**Directions for this task**
Locate the line containing "of the cloudy" in the material below; repeat it and every line after it, exactly as written.

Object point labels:
────────

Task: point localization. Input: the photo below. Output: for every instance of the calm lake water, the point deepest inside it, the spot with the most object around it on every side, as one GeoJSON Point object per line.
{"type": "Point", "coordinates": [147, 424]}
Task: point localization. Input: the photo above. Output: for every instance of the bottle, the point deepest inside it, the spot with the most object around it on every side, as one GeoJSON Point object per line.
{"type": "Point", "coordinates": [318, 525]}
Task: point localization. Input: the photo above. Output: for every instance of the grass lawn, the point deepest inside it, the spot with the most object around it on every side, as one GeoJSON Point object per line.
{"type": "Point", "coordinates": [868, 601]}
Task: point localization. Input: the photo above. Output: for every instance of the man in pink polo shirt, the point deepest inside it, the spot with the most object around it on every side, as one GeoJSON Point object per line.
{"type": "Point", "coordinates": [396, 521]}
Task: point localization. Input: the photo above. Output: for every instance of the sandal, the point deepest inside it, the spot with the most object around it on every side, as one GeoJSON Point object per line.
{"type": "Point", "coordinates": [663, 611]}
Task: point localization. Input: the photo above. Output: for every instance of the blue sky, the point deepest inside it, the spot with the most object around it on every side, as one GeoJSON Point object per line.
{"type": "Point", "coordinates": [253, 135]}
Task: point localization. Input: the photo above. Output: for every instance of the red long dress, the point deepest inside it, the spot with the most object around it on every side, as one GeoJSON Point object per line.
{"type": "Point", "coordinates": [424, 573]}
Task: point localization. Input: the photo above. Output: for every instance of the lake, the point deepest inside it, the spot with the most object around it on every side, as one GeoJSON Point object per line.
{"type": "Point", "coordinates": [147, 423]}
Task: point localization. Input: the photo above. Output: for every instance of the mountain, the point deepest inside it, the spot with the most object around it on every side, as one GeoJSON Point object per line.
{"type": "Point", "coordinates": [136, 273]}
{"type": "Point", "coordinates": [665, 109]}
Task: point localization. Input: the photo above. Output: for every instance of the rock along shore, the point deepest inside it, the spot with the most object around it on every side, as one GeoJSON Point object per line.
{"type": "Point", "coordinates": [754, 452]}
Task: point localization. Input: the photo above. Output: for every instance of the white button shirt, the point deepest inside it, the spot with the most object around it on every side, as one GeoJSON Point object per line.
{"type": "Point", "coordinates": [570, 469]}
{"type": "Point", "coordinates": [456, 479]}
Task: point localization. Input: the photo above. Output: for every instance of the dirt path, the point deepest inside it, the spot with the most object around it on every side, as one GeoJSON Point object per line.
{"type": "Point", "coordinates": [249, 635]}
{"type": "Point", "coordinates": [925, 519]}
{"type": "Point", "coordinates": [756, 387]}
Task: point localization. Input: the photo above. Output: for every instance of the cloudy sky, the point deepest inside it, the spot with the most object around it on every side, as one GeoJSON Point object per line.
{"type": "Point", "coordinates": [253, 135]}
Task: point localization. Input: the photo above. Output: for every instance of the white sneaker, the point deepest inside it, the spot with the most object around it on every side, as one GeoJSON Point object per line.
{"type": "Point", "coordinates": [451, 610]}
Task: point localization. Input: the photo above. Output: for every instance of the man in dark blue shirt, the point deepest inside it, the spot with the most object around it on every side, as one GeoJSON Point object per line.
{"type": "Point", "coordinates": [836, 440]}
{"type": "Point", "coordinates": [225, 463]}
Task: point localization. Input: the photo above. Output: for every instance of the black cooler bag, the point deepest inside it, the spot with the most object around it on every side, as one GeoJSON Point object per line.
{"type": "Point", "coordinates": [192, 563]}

────────

**Correct result**
Task: point localization. Input: the photo above. Output: for every instance of the cloudy sky, the point deepest inside it, the spot with the most object around it on every side, as one GeoJSON Point object per line.
{"type": "Point", "coordinates": [253, 135]}
Task: point localization. Input: the photo above. Output: for every instance of the white sneaker, the point deepest inside it, the spot with the most object around it on every side, as one GeoJSON Point object per line.
{"type": "Point", "coordinates": [451, 610]}
Task: point localization. Input: the photo above. Output: for every instance of the man in dark blue shirt, the point deepest inside it, the spot with the most object around it on every side, as one GeoJSON Point object per line.
{"type": "Point", "coordinates": [836, 440]}
{"type": "Point", "coordinates": [225, 463]}
Task: point localization. Input: the photo above. Output: for every instance of the black cooler bag, the point deepest inside it, the spot with the most object around it on every side, as one GeoJSON Point object per line.
{"type": "Point", "coordinates": [192, 563]}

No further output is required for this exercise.